● **PROBLEM DESCRIPTION**: Rewrite the items starting at the line that contains "of the sunglasses" and ending at the last item, swapping "sneaker" for "running shoe" and keeping everything else the same. Give only those lines.

#### TASK INPUTS

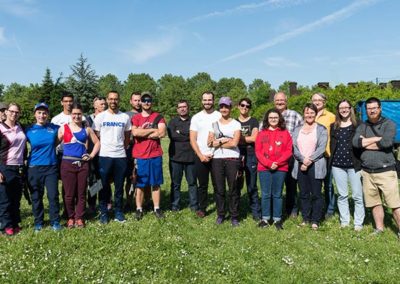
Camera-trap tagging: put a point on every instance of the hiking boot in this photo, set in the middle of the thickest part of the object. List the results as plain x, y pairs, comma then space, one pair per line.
79, 223
139, 214
158, 213
70, 223
119, 217
220, 220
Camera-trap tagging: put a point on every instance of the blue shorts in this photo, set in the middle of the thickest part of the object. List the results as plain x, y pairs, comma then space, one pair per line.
149, 172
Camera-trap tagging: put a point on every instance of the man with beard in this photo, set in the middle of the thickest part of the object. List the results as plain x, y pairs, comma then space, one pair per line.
199, 129
292, 120
113, 127
147, 129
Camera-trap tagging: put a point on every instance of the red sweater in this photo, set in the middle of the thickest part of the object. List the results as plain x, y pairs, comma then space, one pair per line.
273, 146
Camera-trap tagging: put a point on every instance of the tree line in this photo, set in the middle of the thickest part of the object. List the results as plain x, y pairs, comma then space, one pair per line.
85, 85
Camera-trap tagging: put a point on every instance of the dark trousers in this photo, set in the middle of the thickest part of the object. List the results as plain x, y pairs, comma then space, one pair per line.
177, 169
10, 197
40, 177
116, 168
291, 191
74, 178
203, 171
251, 183
225, 171
312, 202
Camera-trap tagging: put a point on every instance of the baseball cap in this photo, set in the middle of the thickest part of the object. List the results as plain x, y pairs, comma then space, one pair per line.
41, 105
225, 101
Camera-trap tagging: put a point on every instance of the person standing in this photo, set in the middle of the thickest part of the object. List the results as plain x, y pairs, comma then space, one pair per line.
224, 138
375, 137
181, 157
273, 151
148, 128
113, 128
200, 126
309, 144
346, 165
326, 118
12, 148
74, 165
249, 129
42, 167
292, 120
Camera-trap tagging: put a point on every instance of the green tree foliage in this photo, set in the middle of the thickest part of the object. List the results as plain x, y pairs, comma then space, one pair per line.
83, 83
137, 83
170, 90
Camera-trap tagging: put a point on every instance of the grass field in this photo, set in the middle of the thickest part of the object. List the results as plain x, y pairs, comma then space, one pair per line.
185, 249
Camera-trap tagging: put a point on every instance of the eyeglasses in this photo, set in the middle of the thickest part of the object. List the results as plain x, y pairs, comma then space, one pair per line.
147, 101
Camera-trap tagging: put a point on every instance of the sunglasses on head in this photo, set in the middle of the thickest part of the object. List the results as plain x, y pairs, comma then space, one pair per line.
246, 106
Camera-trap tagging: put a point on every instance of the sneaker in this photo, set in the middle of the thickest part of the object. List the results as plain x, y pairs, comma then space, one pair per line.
56, 226
103, 218
37, 228
278, 225
70, 223
158, 213
263, 224
235, 222
220, 220
17, 230
9, 231
200, 214
119, 217
139, 214
79, 223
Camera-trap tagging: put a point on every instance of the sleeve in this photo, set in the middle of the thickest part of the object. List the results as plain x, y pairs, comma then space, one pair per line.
322, 140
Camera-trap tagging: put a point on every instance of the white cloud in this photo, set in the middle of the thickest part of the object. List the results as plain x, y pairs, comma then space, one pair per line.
341, 14
146, 50
3, 39
280, 62
20, 8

########

● **EXERCISE OUTPUT**:
Camera-trap tagging: put a point on every instance of the sunglasses on head in this photo, set in the middle of the thickest part of the object. List the results as plain x, y pairs, comma then space, one pair per line.
246, 106
Camera-trap tagging: put a point on every instance of the running shoe in this photo, set in the middle of the thickest part of the object. List the results as plain x, y pairs, comma then space, one pair per line.
56, 226
103, 218
37, 228
278, 225
70, 223
158, 213
263, 224
235, 222
220, 220
17, 230
9, 231
200, 214
119, 217
139, 214
79, 223
Camera-trap tagging: put a point on every instance of the sleeve in this photo, set in the middle of the thickest part of the object. List the results as plain x, y pairs, comma then space, one pair per line.
322, 140
Camera-trap tagging: put a point on every instance of the white cloud in this photo, set in the middle of the thickest part of the object. List the results as plain x, y pairs, comma then space, one pair per line.
341, 14
146, 50
3, 39
280, 62
20, 8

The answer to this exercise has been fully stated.